**Detalles del ejercicio**
Reescribe todo el material como una lista JSON de cadenas, con una cadena por cada línea y sin las líneas en blanco.

**Extractos del material**
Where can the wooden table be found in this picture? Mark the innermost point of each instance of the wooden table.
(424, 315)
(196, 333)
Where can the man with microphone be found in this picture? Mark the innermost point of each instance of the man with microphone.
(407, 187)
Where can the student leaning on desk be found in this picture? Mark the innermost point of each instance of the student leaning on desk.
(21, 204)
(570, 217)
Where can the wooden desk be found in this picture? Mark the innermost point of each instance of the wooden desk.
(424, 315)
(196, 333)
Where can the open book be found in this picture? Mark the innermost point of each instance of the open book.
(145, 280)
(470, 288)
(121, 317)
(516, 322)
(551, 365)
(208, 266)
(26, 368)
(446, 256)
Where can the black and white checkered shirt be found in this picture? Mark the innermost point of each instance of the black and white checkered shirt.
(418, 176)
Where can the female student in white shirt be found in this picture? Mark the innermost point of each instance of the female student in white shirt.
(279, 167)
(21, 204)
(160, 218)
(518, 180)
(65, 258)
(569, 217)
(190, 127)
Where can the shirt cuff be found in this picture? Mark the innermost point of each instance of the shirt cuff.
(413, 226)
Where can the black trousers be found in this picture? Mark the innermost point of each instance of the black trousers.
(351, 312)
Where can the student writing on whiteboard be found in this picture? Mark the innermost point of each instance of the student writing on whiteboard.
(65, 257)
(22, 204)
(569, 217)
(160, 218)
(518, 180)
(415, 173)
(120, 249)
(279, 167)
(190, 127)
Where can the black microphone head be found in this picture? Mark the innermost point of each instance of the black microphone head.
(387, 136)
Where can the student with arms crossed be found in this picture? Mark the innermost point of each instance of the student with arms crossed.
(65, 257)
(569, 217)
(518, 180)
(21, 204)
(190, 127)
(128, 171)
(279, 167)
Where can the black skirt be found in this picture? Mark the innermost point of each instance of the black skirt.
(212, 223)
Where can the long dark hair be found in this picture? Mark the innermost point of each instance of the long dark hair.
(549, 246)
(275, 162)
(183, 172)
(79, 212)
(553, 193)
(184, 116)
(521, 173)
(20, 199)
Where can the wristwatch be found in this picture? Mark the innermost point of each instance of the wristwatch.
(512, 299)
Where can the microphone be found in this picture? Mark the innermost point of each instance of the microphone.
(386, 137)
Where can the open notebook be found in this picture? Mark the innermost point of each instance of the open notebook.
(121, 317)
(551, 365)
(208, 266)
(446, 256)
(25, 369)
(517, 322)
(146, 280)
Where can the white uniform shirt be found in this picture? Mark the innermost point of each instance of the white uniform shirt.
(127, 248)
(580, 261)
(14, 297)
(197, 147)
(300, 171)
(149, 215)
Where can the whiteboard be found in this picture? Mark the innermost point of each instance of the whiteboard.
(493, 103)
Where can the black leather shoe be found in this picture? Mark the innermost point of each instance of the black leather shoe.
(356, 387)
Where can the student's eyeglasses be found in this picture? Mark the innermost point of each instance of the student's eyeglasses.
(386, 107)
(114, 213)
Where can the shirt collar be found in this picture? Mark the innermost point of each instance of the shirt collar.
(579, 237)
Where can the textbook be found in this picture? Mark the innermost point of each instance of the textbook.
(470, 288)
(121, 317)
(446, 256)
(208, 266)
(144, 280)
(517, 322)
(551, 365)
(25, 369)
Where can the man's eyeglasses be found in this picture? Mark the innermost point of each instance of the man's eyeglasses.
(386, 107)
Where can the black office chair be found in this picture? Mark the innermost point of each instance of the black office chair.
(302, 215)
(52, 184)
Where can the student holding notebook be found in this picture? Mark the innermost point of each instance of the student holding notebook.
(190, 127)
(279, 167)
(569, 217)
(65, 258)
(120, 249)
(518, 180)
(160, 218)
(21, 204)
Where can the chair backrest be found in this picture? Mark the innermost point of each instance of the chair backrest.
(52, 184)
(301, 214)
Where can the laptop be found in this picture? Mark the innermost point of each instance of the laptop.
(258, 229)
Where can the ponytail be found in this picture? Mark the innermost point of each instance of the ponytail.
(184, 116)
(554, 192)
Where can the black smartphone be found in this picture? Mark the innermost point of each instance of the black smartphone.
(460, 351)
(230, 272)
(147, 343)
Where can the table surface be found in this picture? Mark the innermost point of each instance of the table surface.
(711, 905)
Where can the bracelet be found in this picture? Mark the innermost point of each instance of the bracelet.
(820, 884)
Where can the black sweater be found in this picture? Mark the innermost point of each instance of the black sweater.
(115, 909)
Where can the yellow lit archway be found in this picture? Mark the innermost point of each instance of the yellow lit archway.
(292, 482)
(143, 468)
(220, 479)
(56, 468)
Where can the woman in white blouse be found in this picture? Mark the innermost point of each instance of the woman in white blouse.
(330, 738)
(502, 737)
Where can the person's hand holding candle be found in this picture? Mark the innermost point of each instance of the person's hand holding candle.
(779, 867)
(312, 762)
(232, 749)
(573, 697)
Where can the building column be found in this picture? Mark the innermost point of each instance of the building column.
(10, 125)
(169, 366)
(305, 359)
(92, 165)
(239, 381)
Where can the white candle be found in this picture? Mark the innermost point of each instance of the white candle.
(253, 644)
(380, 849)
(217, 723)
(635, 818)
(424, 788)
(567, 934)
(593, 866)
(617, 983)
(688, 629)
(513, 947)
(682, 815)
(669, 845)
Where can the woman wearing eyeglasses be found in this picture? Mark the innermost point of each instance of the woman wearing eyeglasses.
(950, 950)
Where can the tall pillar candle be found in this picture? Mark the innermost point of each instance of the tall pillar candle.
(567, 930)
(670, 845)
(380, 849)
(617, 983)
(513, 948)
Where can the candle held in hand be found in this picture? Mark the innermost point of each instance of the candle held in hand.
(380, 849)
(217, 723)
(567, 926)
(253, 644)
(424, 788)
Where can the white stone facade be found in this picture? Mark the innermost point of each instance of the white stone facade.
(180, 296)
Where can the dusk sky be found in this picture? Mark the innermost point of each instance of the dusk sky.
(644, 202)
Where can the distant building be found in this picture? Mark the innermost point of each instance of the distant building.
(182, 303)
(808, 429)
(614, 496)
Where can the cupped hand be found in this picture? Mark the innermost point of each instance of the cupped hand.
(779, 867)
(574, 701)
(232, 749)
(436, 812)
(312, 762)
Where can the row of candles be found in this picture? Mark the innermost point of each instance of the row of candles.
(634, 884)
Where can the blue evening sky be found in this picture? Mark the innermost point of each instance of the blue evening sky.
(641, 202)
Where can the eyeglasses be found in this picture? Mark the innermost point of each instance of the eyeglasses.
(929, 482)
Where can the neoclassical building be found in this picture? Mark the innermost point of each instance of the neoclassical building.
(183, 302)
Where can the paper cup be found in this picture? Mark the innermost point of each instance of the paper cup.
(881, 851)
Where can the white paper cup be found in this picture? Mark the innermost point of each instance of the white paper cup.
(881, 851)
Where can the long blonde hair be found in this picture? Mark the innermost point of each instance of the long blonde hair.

**Resultado de la tarea**
[
  "Where can the wooden table be found in this picture? Mark the innermost point of each instance of the wooden table.",
  "(424, 315)",
  "(196, 333)",
  "Where can the man with microphone be found in this picture? Mark the innermost point of each instance of the man with microphone.",
  "(407, 187)",
  "Where can the student leaning on desk be found in this picture? Mark the innermost point of each instance of the student leaning on desk.",
  "(21, 204)",
  "(570, 217)",
  "Where can the wooden desk be found in this picture? Mark the innermost point of each instance of the wooden desk.",
  "(424, 315)",
  "(196, 333)",
  "Where can the open book be found in this picture? Mark the innermost point of each instance of the open book.",
  "(145, 280)",
  "(470, 288)",
  "(121, 317)",
  "(516, 322)",
  "(551, 365)",
  "(208, 266)",
  "(26, 368)",
  "(446, 256)",
  "Where can the black and white checkered shirt be found in this picture? Mark the innermost point of each instance of the black and white checkered shirt.",
  "(418, 176)",
  "Where can the female student in white shirt be found in this picture? Mark the innermost point of each instance of the female student in white shirt.",
  "(279, 167)",
  "(21, 204)",
  "(160, 218)",
  "(518, 180)",
  "(65, 258)",
  "(569, 217)",
  "(190, 127)",
  "Where can the shirt cuff be found in this picture? Mark the innermost point of each instance of the shirt cuff.",
  "(413, 226)",
  "Where can the black trousers be found in this picture? Mark the innermost point of each instance of the black trousers.",
  "(351, 312)",
  "Where can the student writing on whiteboard be found in this picture? Mark the innermost point of each instance of the student writing on whiteboard.",
  "(65, 257)",
  "(22, 204)",
  "(569, 217)",
  "(160, 218)",
  "(518, 180)",
  "(415, 173)",
  "(120, 249)",
  "(279, 167)",
  "(190, 127)",
  "Where can the black microphone head be found in this picture? Mark the innermost point of each instance of the black microphone head.",
  "(387, 136)",
  "Where can the student with arms crossed be found in this picture? Mark the innermost point of each instance of the student with arms crossed.",
  "(65, 257)",
  "(569, 217)",
  "(518, 180)",
  "(21, 204)",
  "(190, 127)",
  "(128, 171)",
  "(279, 167)",
  "Where can the black skirt be found in this picture? Mark the innermost point of each instance of the black skirt.",
  "(212, 223)",
  "Where can the long dark hair be found in this picture? Mark the innermost point of each instance of the long dark hair.",
  "(549, 246)",
  "(275, 162)",
  "(183, 172)",
  "(79, 212)",
  "(553, 193)",
  "(184, 116)",
  "(521, 173)",
  "(20, 199)",
  "Where can the wristwatch be found in this picture? Mark the innermost point of each instance of the wristwatch.",
  "(512, 299)",
  "Where can the microphone be found in this picture? Mark the innermost point of each instance of the microphone.",
  "(386, 137)",
  "Where can the open notebook be found in this picture? Mark the innermost point of each instance of the open notebook.",
  "(121, 317)",
  "(551, 365)",
  "(208, 266)",
  "(446, 256)",
  "(25, 369)",
  "(517, 322)",
  "(146, 280)",
  "Where can the white uniform shirt be found in this picture? Mark the innermost point of each instance of the white uniform shirt.",
  "(127, 248)",
  "(580, 261)",
  "(14, 297)",
  "(197, 147)",
  "(300, 171)",
  "(149, 215)",
  "Where can the whiteboard be found in this picture? Mark the innermost point of each instance of the whiteboard.",
  "(493, 103)",
  "Where can the black leather shoe be found in this picture? Mark the innermost point of each instance of the black leather shoe.",
  "(356, 387)",
  "Where can the student's eyeglasses be found in this picture? Mark the innermost point of each instance of the student's eyeglasses.",
  "(386, 107)",
  "(114, 213)",
  "Where can the shirt collar be found in this picture? Mark the innermost point of each instance of the shirt collar.",
  "(579, 237)",
  "Where can the textbook be found in this picture? Mark the innermost point of each instance of the textbook.",
  "(470, 288)",
  "(121, 317)",
  "(446, 256)",
  "(208, 266)",
  "(144, 280)",
  "(517, 322)",
  "(551, 365)",
  "(25, 369)",
  "Where can the man's eyeglasses be found in this picture? Mark the innermost point of each instance of the man's eyeglasses.",
  "(386, 107)",
  "Where can the black office chair be found in this picture? Mark the innermost point of each instance of the black office chair.",
  "(302, 215)",
  "(52, 184)",
  "Where can the student holding notebook be found in this picture? Mark the innermost point of each instance of the student holding notebook.",
  "(190, 127)",
  "(279, 167)",
  "(569, 217)",
  "(65, 258)",
  "(120, 249)",
  "(518, 180)",
  "(160, 218)",
  "(21, 204)",
  "Where can the chair backrest be found in this picture? Mark the innermost point of each instance of the chair backrest.",
  "(52, 184)",
  "(301, 214)",
  "Where can the laptop be found in this picture? Mark the innermost point of each instance of the laptop.",
  "(258, 229)",
  "Where can the ponytail be found in this picture? Mark the innermost point of each instance of the ponytail.",
  "(184, 116)",
  "(554, 192)",
  "Where can the black smartphone be found in this picture? Mark the innermost point of each instance of the black smartphone.",
  "(460, 351)",
  "(230, 272)",
  "(147, 343)",
  "Where can the table surface be found in this picture? Mark the innermost point of each instance of the table surface.",
  "(711, 905)",
  "Where can the bracelet be found in this picture? Mark the innermost point of each instance of the bracelet.",
  "(820, 884)",
  "Where can the black sweater be found in this picture? Mark the innermost point of each instance of the black sweater.",
  "(115, 909)",
  "Where can the yellow lit archway be found in this picture? Mark the innermost point of each instance of the yellow lit archway.",
  "(292, 482)",
  "(143, 468)",
  "(220, 479)",
  "(56, 468)",
  "Where can the woman in white blouse be found in this picture? Mark the innermost point of each instance of the woman in white blouse.",
  "(330, 738)",
  "(502, 737)",
  "Where can the person's hand holding candle be found in this picture? Mark the innermost point of each instance of the person's hand holding candle.",
  "(779, 867)",
  "(312, 762)",
  "(232, 749)",
  "(573, 697)",
  "Where can the building column be found in this picture? Mark the innermost point of each instance of the building column.",
  "(10, 125)",
  "(169, 366)",
  "(305, 359)",
  "(92, 165)",
  "(239, 381)",
  "Where can the white candle be found in this picture? Mark the innermost point of each instance of the white candle.",
  "(253, 644)",
  "(380, 849)",
  "(217, 723)",
  "(635, 818)",
  "(424, 788)",
  "(567, 934)",
  "(593, 866)",
  "(617, 983)",
  "(688, 629)",
  "(513, 947)",
  "(682, 815)",
  "(669, 845)",
  "Where can the woman wearing eyeglasses be found in this picture? Mark the innermost point of each instance of the woman wearing eyeglasses.",
  "(950, 950)",
  "Where can the tall pillar candle be found in this picture? Mark the innermost point of each instance of the tall pillar candle.",
  "(567, 930)",
  "(670, 845)",
  "(380, 849)",
  "(617, 983)",
  "(513, 948)",
  "Where can the candle held in hand be found in this picture? Mark the innermost point of each instance of the candle held in hand.",
  "(380, 849)",
  "(217, 723)",
  "(567, 926)",
  "(253, 644)",
  "(424, 788)",
  "Where can the white stone facade be found in this picture? Mark the innermost point of each instance of the white stone facade.",
  "(180, 296)",
  "Where can the dusk sky be found in this picture? Mark the innermost point of each instance of the dusk sky.",
  "(644, 202)",
  "Where can the distant building be found in this picture? Mark the innermost point of each instance of the distant building.",
  "(182, 303)",
  "(808, 429)",
  "(614, 496)",
  "Where can the cupped hand be found in this picture? Mark the innermost point of each instance of the cupped hand.",
  "(779, 867)",
  "(574, 701)",
  "(232, 749)",
  "(436, 812)",
  "(312, 762)",
  "Where can the row of candles be found in this picture? Mark the innermost point of each instance of the row of candles.",
  "(634, 884)",
  "Where can the blue evening sky be found in this picture? Mark the innermost point of each instance of the blue evening sky.",
  "(641, 202)",
  "Where can the eyeglasses be found in this picture? Mark the innermost point of each instance of the eyeglasses.",
  "(929, 482)",
  "Where can the neoclassical building be found in this picture? Mark the innermost point of each instance of the neoclassical building.",
  "(183, 302)",
  "Where can the paper cup be found in this picture? Mark the innermost point of each instance of the paper cup.",
  "(881, 851)",
  "Where can the white paper cup be found in this picture? Mark the innermost point of each instance of the white paper cup.",
  "(881, 851)",
  "Where can the long blonde hair be found in this picture? Mark the innermost point of each instance of the long blonde hair."
]